(Region pointing data)

Segment Open

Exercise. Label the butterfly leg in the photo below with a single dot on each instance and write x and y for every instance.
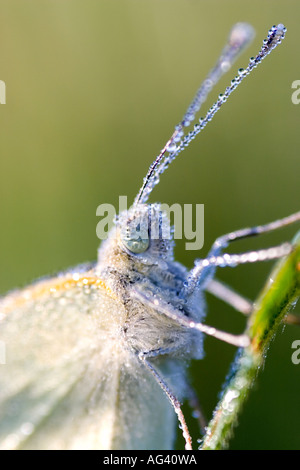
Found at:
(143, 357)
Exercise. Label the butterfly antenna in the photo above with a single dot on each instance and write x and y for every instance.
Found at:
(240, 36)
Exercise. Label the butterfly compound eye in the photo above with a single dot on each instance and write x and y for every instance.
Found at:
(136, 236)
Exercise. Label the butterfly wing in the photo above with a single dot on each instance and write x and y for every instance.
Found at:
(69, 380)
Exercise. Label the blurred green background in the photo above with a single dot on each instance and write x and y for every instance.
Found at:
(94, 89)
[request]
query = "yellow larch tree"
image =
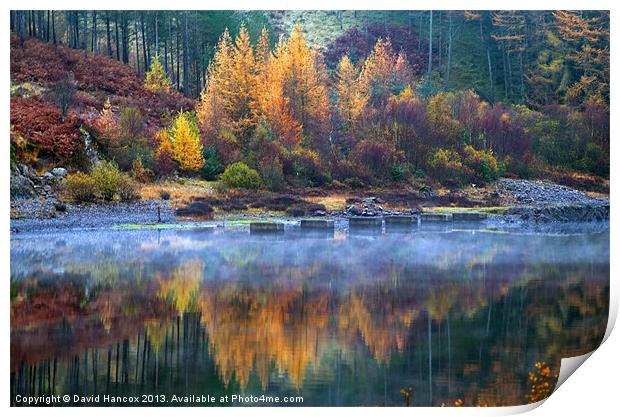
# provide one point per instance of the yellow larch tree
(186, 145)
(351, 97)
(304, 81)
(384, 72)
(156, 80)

Segment Closed

#### Task goal
Wherever a picture appears, omit it; copy the rest of the data exactly.

#### Solved problem
Exercise. Label the butterfly leg in the photo below with a single dot on each instance and write x and y for every instance.
Found at:
(143, 357)
Exercise. Label the butterfly antenna in the photo above with a single dot on each instance and write x and y for every instance.
Found at:
(240, 36)
Exercise. Label the butterfly compound eye in the photo above with a single dot on each instance and write x and y for every instance.
Found at:
(136, 236)
Exercise. Label the butterfly wing in the photo above with a single dot on each instance and write x and y for every instance.
Found at:
(69, 380)
Exercise. Label the blurred green background in the photo above with a single dot on each instance and write x and y for every instance.
Found at:
(94, 89)
[request]
query = "yellow larch tree"
image =
# provide one point per instance of the yellow larch tree
(186, 145)
(351, 97)
(304, 81)
(384, 72)
(156, 80)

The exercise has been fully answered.